GIVEN PROBLEM A ::
Answer these questions about the forum thread on the console IP message:
(i) After a static IP is assigned in the router and the server is rebooted, which IP does the CLI display, according to m3elloa?
(ii) Which command line app does phillxnet believe the recently rewritten network bits interface with directly?
(iii) Who does Tomasz_Kusmierz say won't be happy about issues not being separated on GitHub?

Those are a little trickier than the M1015s, but so far no errors and no bricked cards.

Excellent. Before I open duplicated fix request on this IP issue, I also noticed that the CLI sometimes displays a message with the wrong IP. For instance, if you install the server using DHCP, it will display in the console that one. You static assign another in the router and reboot. The CLI displays the old IP, but the interface has the new one and the GUI is accessible using it…

Best regards!

phillxnet · November 15, 2016, 1:13pm

@m3elloa Yes this console message update code was last updated prior to a major re-working of the network code so I think that’s where the dis-join / dis-function lies. If we are lucky then a simple Carriage Return in the console may update it but haven’t looked at this for ages.
Given Rockstor is mostly deployed headless it might be better to drop that feature and improve / mend the service discovery side of things for Rockstor’s own Web-UI. Had a quick look at this once but didn’t get anywhere.

Thanks and do dive in with GitHub issue creation, obviously the tighter defined the issue the better though.

Tomasz_Kusmierz · November 15, 2016, 2:19pm

@m3elloa could you please dump all your network wories into that one:

Please

I know that @suman won’t be happy over not separating issues on git hub, but right now it seems like there is an endemic issue there that might require a cumulative rewrite ( there is a lot of “stale stuff” going on in gui as well )

m3elloa · November 15, 2016, 2:57pm

Even the GUI related ones? i.e.: Cli not showing the correct IP?

phillxnet · November 15, 2016, 3:18pm

@m3elloa I would be careful to distinguish cli (command line interface) from initial console message here, just in case there is a confusion. I believe that the recently re-written network bits esentially interface directly with the command line app ‘nmcli’ so I would be surprised if that didn’t tally with at least the intentions of the Web-UI. Hope that helps to extract out the console message from command line tools such as nmcli.

Pointing dataset excerpts

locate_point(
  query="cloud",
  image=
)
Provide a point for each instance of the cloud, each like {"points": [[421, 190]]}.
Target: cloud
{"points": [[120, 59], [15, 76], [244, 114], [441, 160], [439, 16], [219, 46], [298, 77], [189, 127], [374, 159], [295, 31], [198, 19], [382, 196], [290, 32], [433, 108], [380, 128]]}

GIVEN PROBLEM B ::
Copy all of the records above, requests included, multiplying every point coordinate in the answers by 1.9 and rounding each result to a whole number, with halves rounded up.

FULL OUTPUT A ::
(i) The old IP.
(ii) nmcli.
(iii) @suman.

FULL OUTPUT B ::
locate_point(
  query="cloud",
  image=
)
Provide a point for each instance of the cloud, each like {"points": [[421, 190]]}.
Target: cloud
{"points": [[228, 112], [29, 144], [464, 217], [838, 304], [834, 30], [416, 87], [566, 146], [359, 241], [711, 302], [561, 59], [376, 36], [726, 372], [551, 61], [823, 205], [722, 243]]}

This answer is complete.